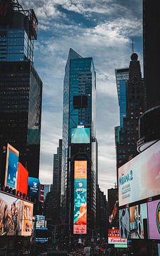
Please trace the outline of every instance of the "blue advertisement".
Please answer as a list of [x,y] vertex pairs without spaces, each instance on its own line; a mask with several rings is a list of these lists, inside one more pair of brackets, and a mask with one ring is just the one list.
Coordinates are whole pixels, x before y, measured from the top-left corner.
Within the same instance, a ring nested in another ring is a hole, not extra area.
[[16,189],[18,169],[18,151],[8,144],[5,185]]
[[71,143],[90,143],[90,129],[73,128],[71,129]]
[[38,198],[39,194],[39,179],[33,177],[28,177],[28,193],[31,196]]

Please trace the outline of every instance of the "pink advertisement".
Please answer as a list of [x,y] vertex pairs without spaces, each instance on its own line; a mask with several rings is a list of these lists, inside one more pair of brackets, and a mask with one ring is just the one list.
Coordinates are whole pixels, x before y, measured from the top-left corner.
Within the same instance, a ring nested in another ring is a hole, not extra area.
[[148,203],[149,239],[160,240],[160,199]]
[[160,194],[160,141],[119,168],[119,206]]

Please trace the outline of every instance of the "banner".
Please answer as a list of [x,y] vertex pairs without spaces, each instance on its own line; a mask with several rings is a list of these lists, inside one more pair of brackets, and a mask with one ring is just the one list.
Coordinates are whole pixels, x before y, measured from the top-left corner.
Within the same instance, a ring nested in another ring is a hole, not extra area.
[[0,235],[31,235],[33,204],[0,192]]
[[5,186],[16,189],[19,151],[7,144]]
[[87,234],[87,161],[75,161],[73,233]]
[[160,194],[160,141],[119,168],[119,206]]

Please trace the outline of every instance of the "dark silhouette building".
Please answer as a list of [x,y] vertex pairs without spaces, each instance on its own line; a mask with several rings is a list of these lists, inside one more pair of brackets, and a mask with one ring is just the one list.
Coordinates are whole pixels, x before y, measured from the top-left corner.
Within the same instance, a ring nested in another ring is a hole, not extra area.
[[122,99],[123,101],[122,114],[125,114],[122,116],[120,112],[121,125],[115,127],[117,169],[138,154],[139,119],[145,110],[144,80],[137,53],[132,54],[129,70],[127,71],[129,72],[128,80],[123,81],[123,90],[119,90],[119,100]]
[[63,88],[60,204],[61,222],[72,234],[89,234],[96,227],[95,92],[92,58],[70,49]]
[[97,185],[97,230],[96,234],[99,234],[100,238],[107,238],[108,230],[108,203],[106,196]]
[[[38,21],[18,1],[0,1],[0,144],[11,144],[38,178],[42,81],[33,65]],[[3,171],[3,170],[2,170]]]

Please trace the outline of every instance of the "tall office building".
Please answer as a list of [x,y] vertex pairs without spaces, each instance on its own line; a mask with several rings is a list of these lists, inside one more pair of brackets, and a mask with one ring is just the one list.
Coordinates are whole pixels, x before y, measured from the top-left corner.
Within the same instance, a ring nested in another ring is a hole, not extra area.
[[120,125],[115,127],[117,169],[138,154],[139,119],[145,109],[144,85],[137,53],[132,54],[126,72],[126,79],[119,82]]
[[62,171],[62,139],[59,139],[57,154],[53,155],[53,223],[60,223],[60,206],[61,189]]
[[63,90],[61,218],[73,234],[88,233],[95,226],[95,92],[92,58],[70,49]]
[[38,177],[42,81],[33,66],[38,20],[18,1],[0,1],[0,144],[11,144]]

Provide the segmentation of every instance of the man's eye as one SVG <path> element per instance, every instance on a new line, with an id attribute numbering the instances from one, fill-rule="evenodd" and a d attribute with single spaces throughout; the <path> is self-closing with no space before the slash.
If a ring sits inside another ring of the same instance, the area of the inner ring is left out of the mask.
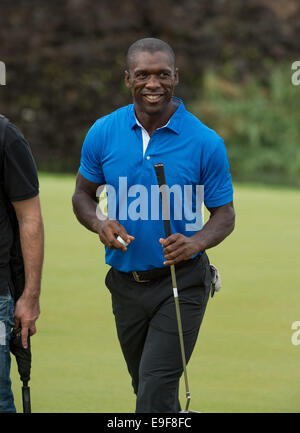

Written task: Set down every row above verbatim, omitting the pictures.

Exercise result:
Please trace the outline of every instance of the "blue advertisement".
Please answer as a list of [x,y] vertex pairs without spaces, each instance on its own line; a mask with several rings is a list of these lists, inside one more pair of brackets, and a mask with one ring is just the one list.
Coordinates are whole pixels, x before y, measured from the top-left corner.
Within the same instance, a ring nested in another ring is a hole, not extra area.
[[16,189],[18,169],[18,151],[8,144],[5,185]]
[[71,143],[90,143],[90,129],[73,128],[71,129]]
[[38,198],[39,194],[39,179],[33,177],[28,177],[28,193],[31,196]]

Please trace the outline of every instance of the "pink advertisement".
Please answer as a list of [x,y] vertex pairs without spaces, each instance on its own line; a mask with several rings is a list of these lists, inside one more pair of brackets, and a mask with one ring is just the one list.
Coordinates are whole pixels, x before y, measured from the top-left corner.
Within the same instance, a ring nested in another ring is a hole, not extra area.
[[148,203],[149,239],[160,240],[160,199]]
[[160,194],[160,141],[119,168],[119,206]]

Please trace the outline of every instance of the "banner".
Please answer as a list of [x,y] vertex pairs without spaces, each instance on its own line; a mask with several rings is a list of these lists, inside one more pair of brackets, and a mask with one ring is just the one list.
Coordinates are whole pixels, x before y, measured from the top-left corner.
Within the same instance, a ring nested in another ring is a hole, not extra area.
[[0,235],[31,235],[33,204],[0,192]]
[[5,186],[16,189],[19,151],[7,144]]
[[87,234],[87,161],[75,161],[73,233]]
[[160,194],[160,141],[119,168],[119,206]]

Please trace the outline of every instance of the "dark silhouette building".
Please answer as a list of [x,y] vertex pairs without spaces, each instance on its own line; a mask with several rings is a list of these lists, inside one more pair of brackets, and a mask with one ring is just the one list.
Coordinates are whole pixels, x before y, measured from the top-left corner.
Within the same instance, a ring nested in another ring is a hole, not extra area.
[[122,99],[123,101],[122,114],[125,114],[122,116],[120,112],[121,125],[115,127],[117,169],[138,154],[139,119],[145,110],[144,80],[137,53],[132,54],[129,70],[127,71],[129,72],[128,80],[123,81],[123,90],[119,90],[119,100]]
[[63,88],[60,204],[61,222],[72,234],[89,234],[96,227],[95,92],[92,58],[70,49]]
[[97,185],[97,230],[96,234],[99,234],[100,238],[107,238],[108,230],[108,203],[106,196]]
[[[38,21],[18,1],[0,1],[0,144],[11,144],[38,178],[42,81],[33,65]],[[3,171],[3,170],[2,170]]]

Please trace the outline of every instance of the "tall office building".
Please answer as a list of [x,y] vertex pairs without spaces, each instance on its own line; a mask with several rings is a list of these lists, inside one more pair of brackets, and a mask with one ring is just the one list.
Coordinates are whole pixels, x before y, measured from the top-left corner.
Within the same instance, a ring nested in another ring is a hole, not extra area.
[[120,125],[115,127],[117,169],[138,154],[139,119],[145,109],[144,85],[137,53],[132,54],[126,72],[126,79],[119,82]]
[[62,171],[62,139],[59,139],[57,154],[53,155],[53,223],[60,223],[60,206],[61,189]]
[[63,90],[61,218],[73,234],[88,233],[95,226],[95,92],[92,58],[70,49]]
[[38,177],[42,81],[33,66],[38,20],[18,1],[0,1],[0,144],[11,144]]

Provide the segmentation of every instance of the man's eye as one SVG <path> element per instance, every instance on a new line, with an id attribute numbering the instances from one, fill-rule="evenodd" and a d attribute with single spaces throughout; the <path> is self-closing with no space before the slash.
If a ring sits inside another ring of the same instance, the area of the inner ring is left out of the mask.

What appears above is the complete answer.